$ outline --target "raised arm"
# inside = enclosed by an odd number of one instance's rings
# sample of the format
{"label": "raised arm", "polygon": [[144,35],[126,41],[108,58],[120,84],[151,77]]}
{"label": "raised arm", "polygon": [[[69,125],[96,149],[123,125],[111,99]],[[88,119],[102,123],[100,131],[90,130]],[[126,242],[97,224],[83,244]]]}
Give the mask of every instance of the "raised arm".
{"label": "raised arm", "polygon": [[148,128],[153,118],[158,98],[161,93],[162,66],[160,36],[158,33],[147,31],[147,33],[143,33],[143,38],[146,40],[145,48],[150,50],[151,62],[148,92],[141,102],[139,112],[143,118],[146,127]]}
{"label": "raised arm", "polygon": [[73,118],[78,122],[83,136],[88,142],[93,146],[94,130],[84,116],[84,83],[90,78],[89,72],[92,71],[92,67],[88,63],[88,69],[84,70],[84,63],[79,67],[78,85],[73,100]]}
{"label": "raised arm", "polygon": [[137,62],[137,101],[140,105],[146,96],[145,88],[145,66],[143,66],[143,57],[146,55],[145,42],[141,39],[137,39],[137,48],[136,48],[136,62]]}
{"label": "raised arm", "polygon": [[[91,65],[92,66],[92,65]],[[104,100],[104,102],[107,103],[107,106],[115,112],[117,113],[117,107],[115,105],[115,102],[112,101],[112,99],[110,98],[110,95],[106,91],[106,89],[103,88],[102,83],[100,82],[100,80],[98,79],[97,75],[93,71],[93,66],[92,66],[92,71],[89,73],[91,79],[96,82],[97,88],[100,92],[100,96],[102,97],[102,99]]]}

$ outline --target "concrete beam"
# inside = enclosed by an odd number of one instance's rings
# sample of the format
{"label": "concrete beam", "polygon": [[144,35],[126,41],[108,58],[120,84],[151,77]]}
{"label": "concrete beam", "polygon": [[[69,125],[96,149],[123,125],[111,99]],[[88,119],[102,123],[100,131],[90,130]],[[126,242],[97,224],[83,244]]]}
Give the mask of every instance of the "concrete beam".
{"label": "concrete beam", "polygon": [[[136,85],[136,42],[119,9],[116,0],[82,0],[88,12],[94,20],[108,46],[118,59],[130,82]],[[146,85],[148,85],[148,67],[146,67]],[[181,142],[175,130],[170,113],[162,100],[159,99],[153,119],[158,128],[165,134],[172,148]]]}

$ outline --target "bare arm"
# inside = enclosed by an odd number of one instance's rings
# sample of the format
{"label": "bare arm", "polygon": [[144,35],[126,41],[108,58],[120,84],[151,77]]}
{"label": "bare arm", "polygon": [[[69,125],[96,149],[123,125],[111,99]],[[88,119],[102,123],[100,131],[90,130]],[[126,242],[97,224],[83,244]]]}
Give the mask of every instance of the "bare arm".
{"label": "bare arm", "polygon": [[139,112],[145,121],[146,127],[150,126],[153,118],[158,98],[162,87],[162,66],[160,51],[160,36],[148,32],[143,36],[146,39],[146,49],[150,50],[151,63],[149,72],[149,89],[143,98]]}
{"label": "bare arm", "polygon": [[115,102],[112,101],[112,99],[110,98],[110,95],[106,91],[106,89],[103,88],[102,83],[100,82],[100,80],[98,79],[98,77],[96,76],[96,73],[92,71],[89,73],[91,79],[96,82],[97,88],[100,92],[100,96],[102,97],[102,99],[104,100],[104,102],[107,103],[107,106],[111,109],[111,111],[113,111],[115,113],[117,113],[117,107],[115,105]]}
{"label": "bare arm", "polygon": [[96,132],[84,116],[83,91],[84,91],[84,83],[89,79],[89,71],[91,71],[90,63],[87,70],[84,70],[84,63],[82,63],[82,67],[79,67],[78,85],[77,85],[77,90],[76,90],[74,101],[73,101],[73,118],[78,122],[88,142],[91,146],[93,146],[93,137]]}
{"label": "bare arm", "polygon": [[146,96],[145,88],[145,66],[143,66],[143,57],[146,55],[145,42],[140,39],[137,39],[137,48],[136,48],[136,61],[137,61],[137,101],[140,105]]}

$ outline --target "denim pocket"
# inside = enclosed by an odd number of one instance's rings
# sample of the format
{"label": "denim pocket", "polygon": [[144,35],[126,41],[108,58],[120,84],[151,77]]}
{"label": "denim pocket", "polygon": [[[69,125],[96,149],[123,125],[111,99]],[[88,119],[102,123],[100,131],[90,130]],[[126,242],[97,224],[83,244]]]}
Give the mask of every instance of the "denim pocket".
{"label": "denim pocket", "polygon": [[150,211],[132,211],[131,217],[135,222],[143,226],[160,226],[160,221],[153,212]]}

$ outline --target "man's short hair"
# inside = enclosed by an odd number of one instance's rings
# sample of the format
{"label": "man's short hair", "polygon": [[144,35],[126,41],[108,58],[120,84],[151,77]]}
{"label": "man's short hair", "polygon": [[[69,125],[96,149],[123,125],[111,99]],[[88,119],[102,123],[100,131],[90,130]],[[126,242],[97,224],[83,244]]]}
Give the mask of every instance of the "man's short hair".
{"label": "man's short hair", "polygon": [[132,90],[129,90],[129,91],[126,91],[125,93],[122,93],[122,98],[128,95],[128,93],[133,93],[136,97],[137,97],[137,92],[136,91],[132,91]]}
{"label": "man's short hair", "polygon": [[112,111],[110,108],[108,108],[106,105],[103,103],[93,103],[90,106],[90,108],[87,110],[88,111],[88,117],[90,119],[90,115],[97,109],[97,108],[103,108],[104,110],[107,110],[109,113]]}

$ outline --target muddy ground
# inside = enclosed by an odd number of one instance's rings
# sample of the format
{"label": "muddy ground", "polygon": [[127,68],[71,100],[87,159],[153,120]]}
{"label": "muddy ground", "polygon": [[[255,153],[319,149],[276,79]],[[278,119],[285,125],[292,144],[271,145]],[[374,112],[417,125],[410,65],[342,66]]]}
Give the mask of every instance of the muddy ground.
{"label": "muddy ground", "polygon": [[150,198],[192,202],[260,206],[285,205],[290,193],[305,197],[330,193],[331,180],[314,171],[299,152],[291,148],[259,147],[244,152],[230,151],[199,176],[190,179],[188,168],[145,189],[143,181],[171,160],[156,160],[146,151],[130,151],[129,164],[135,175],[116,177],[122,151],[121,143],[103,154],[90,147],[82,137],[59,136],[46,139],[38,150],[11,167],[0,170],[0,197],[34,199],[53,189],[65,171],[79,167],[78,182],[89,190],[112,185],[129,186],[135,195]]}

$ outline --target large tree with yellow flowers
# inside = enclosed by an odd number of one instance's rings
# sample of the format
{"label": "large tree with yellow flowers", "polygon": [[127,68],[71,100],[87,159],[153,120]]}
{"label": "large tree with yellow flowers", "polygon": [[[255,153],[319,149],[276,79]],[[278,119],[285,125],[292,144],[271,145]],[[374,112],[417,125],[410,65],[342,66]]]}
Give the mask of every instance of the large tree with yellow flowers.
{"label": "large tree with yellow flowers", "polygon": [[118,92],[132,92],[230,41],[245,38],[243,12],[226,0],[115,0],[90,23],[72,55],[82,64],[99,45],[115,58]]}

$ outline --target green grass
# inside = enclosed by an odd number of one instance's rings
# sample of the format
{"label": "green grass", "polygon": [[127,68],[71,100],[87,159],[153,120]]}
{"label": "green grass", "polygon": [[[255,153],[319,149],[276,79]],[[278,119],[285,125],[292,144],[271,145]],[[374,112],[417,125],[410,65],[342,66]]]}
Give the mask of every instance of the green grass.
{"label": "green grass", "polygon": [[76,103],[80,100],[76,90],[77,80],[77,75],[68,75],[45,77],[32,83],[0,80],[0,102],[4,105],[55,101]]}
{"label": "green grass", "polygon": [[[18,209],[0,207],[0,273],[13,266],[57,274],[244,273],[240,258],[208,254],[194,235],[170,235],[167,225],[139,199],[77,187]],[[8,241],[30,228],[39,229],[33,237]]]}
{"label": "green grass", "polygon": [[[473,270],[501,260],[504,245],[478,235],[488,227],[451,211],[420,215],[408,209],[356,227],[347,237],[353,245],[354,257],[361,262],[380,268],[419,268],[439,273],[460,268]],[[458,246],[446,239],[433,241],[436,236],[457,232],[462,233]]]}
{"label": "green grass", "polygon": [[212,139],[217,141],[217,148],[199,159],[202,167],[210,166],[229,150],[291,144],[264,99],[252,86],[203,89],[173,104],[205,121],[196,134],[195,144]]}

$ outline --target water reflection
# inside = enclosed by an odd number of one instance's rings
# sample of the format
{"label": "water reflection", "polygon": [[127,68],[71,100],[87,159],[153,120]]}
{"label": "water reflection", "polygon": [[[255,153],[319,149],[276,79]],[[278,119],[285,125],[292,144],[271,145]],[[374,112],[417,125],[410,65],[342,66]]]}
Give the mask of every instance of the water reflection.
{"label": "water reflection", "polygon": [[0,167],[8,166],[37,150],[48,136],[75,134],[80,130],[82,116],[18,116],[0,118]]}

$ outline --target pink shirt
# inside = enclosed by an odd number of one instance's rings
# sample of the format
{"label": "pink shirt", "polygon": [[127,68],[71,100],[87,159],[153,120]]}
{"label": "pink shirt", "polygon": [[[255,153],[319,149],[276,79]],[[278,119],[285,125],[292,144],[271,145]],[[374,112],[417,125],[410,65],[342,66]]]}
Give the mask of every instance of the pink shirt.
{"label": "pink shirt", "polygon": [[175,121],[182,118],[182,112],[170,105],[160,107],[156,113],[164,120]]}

——

**Your instructions**. Output the line holding "--target pink shirt", then every later line through the end of the records above, exactly as given and nothing else.

**Answer for this exercise**.
$ outline --target pink shirt
# inside = enclosed by an odd number of one instance's rings
# sample of the format
{"label": "pink shirt", "polygon": [[127,68],[71,100],[87,159],[153,120]]}
{"label": "pink shirt", "polygon": [[[255,153],[319,149],[276,79]],[[278,119],[285,125],[292,144],[271,145]],[[374,112],[417,125],[410,65],[342,66]]]}
Give the mask of every instance of the pink shirt.
{"label": "pink shirt", "polygon": [[175,121],[182,118],[182,112],[170,105],[160,107],[156,113],[164,120]]}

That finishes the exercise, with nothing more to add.